For the string "below", find every matching line in the records and copy it.

= = = = =

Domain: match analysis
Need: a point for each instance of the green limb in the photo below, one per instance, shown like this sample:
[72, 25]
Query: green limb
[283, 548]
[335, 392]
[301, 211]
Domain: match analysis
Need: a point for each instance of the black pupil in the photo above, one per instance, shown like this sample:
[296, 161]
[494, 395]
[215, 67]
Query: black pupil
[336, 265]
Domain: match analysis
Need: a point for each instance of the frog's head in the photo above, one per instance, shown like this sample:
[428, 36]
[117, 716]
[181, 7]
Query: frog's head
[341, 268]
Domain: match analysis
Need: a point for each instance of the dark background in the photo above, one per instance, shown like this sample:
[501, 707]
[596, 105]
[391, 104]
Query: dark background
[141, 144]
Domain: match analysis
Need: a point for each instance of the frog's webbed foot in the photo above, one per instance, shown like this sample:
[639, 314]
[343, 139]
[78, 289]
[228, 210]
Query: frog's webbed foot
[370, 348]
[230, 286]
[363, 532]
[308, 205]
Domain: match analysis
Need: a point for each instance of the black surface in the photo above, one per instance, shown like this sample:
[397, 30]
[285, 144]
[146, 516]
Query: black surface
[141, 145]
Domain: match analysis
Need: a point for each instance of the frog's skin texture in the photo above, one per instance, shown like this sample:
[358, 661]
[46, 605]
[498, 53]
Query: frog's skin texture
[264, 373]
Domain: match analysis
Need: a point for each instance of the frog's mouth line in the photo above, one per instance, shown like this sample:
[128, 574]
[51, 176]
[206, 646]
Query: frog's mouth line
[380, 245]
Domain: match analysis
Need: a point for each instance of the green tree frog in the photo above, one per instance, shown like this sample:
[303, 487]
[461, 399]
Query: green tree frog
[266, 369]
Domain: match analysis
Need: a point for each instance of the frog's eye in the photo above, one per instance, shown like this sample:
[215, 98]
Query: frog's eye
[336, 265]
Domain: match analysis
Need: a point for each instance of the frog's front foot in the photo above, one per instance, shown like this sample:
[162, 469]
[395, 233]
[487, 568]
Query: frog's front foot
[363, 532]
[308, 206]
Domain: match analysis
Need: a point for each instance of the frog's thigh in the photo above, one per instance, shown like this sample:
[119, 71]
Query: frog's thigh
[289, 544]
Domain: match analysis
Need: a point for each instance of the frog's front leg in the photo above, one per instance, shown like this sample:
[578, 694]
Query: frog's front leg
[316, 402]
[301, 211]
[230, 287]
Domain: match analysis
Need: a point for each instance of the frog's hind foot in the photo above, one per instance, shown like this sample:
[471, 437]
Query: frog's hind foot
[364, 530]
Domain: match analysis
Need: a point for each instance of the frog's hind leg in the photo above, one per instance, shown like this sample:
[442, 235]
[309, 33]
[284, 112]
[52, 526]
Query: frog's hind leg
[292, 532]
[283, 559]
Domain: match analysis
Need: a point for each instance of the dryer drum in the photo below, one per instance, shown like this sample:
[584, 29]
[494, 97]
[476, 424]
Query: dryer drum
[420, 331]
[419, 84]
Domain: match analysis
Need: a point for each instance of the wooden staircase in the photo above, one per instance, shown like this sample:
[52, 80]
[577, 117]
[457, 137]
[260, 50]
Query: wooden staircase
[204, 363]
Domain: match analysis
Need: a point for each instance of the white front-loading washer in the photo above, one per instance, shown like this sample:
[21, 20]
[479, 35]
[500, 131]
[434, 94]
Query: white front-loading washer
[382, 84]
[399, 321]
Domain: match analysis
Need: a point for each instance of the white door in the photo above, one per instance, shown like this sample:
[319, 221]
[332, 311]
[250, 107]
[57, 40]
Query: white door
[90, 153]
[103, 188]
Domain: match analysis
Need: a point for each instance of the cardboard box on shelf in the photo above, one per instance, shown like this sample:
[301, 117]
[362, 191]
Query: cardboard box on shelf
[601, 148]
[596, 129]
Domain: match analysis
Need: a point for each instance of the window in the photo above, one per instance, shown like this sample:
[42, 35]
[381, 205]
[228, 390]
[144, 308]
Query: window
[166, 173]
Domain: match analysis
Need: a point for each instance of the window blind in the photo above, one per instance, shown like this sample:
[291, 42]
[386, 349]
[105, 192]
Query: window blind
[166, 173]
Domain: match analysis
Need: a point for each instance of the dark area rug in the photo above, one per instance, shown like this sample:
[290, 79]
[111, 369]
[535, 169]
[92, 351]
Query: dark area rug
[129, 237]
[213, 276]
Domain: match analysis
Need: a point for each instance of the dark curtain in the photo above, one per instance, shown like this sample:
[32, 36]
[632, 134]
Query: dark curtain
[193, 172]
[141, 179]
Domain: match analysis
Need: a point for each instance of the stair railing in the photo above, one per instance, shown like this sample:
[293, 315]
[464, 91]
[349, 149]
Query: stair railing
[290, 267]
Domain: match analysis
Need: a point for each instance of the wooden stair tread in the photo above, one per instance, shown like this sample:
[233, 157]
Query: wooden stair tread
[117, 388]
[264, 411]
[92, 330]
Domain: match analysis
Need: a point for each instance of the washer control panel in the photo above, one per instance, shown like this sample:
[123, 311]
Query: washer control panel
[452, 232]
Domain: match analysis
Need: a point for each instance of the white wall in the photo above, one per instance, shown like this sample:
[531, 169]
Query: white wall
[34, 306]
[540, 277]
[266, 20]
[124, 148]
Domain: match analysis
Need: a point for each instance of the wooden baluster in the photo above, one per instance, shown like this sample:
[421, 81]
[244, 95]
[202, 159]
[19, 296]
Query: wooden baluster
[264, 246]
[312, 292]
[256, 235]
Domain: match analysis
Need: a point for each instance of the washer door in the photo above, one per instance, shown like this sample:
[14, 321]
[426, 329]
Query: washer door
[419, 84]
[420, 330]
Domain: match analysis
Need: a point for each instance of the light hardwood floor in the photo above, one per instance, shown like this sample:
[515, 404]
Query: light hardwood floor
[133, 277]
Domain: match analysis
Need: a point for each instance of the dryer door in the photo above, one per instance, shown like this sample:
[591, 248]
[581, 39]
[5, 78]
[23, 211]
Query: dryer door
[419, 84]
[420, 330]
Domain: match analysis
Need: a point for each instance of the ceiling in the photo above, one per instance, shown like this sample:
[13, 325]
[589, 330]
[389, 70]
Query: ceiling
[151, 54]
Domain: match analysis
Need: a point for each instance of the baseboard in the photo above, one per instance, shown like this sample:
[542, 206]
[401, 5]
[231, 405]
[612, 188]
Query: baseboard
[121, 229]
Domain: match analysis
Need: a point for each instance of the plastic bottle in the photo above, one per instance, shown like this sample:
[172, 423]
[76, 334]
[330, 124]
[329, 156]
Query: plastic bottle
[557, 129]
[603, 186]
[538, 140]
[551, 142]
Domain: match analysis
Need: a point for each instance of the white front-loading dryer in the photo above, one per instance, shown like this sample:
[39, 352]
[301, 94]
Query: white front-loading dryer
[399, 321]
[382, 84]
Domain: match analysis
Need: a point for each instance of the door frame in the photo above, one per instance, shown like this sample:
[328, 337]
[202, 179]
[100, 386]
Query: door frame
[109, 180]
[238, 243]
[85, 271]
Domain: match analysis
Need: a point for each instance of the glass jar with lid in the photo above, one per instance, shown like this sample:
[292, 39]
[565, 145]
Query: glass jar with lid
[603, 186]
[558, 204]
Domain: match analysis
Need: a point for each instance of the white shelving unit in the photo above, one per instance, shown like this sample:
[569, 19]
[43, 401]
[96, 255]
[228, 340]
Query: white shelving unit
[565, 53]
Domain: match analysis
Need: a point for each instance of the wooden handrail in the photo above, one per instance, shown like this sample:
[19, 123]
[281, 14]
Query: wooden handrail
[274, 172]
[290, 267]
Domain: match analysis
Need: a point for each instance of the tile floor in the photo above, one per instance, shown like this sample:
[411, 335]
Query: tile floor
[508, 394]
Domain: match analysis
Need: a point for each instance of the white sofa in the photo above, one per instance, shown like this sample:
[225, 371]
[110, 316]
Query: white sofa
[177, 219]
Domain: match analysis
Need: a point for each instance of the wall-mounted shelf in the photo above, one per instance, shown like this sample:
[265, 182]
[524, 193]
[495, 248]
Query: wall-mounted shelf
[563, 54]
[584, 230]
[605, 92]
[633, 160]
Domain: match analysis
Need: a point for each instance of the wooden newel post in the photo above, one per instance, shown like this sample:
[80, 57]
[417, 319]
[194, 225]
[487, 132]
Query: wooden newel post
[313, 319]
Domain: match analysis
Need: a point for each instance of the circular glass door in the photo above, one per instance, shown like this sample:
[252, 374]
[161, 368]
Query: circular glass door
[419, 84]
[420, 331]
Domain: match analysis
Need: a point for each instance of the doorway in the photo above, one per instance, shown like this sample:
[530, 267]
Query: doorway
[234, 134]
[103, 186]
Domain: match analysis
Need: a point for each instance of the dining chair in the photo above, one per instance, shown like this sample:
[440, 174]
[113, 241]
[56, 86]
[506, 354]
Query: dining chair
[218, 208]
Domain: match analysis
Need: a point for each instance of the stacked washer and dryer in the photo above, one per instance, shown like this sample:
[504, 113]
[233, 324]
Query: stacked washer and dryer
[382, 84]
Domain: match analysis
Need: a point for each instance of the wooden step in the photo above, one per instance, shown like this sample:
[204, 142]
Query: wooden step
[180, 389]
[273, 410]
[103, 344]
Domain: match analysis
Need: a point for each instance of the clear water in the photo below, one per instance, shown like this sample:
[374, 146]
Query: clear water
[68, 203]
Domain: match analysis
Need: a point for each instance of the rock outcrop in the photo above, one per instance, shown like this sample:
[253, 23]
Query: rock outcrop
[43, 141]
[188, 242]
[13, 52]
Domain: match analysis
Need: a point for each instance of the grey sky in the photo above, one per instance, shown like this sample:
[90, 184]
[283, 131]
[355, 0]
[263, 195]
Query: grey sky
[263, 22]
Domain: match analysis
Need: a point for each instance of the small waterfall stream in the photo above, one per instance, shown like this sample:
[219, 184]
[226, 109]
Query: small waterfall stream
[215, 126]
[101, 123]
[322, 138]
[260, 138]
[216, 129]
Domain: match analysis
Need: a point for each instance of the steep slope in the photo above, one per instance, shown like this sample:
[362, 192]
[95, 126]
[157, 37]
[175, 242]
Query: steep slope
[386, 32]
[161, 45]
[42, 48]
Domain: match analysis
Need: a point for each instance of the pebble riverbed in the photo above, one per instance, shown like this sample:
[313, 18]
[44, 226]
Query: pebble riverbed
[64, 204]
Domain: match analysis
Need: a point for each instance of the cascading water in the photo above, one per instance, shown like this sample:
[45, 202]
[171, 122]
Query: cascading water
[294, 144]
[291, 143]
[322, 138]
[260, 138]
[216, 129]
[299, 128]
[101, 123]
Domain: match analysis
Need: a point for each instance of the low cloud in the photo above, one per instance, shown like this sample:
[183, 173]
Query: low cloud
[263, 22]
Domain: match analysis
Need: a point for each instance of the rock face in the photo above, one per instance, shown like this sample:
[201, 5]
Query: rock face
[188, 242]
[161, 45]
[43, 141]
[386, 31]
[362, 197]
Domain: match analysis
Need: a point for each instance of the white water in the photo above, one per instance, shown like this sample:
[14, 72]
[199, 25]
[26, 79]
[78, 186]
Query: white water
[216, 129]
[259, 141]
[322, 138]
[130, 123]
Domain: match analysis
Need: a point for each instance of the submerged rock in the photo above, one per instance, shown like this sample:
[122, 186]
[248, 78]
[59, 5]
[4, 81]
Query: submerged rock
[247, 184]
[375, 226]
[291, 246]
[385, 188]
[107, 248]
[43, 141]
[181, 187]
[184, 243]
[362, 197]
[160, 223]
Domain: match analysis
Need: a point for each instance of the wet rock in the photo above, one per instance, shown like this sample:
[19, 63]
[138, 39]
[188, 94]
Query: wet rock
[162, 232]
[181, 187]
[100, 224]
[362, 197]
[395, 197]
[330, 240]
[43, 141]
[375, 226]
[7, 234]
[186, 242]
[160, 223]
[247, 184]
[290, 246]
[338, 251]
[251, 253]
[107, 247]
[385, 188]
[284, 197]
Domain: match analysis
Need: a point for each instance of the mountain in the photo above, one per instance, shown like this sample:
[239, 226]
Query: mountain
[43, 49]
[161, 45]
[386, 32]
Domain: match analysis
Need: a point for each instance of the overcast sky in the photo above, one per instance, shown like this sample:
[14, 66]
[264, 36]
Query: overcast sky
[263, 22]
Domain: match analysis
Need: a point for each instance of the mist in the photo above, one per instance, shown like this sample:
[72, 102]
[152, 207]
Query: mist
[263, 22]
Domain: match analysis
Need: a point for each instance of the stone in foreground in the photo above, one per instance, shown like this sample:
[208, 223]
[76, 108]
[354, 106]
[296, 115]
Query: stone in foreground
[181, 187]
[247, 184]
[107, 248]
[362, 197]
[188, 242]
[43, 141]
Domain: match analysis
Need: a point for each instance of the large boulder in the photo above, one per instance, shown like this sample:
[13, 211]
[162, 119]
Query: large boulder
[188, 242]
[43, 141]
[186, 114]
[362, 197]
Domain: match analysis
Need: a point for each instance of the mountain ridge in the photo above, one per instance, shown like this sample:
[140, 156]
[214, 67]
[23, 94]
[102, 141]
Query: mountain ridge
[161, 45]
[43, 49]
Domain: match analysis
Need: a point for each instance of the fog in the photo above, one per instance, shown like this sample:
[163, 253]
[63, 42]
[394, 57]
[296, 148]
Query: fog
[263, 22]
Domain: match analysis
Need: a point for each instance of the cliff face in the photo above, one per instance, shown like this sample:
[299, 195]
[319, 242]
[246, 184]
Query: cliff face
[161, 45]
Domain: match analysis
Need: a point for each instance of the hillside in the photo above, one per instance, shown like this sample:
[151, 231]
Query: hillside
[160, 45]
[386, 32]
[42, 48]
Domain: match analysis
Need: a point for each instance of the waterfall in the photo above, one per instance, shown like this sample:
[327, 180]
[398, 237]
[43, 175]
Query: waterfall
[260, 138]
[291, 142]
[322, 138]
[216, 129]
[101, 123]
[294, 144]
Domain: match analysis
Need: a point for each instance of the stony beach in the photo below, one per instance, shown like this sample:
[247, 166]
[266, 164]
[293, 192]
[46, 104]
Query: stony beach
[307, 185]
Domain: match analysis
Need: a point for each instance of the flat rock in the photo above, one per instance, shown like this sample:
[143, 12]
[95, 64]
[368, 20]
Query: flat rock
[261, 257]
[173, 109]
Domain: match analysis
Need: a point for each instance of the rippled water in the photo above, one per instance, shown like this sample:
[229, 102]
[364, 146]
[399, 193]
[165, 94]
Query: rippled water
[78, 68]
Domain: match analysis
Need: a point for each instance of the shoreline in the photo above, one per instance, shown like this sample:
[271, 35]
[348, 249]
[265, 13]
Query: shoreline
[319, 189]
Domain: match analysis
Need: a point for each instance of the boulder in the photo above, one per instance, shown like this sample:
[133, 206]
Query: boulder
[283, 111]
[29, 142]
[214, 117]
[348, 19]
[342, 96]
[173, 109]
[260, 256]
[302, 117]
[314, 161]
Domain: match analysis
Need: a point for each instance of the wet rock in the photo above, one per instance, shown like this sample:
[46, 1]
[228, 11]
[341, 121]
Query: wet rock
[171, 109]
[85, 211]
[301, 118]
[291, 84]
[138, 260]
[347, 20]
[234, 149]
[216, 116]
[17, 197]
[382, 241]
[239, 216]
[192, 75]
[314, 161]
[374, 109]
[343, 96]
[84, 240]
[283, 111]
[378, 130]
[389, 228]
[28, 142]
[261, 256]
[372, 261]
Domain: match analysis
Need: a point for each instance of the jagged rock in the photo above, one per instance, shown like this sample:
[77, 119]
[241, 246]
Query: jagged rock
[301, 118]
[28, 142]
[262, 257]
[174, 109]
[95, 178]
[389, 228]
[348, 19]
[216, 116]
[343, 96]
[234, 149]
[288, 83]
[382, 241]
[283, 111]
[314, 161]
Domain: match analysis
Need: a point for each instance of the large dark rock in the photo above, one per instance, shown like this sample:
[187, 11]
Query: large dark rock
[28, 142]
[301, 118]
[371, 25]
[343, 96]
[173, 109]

= = = = =

:: Written solution ::
Need: a point for each instance of the green limb in the photo below, one per instance, shown like this sample:
Need: a point for each instance of the dryer drum in the photo below, one per instance, shown like this sample:
Need: a point for each instance of the clear water in the photo below, one per instance, shown like this sample:
Need: a point for each instance of the stony beach in the photo below, one per instance, shown like this sample:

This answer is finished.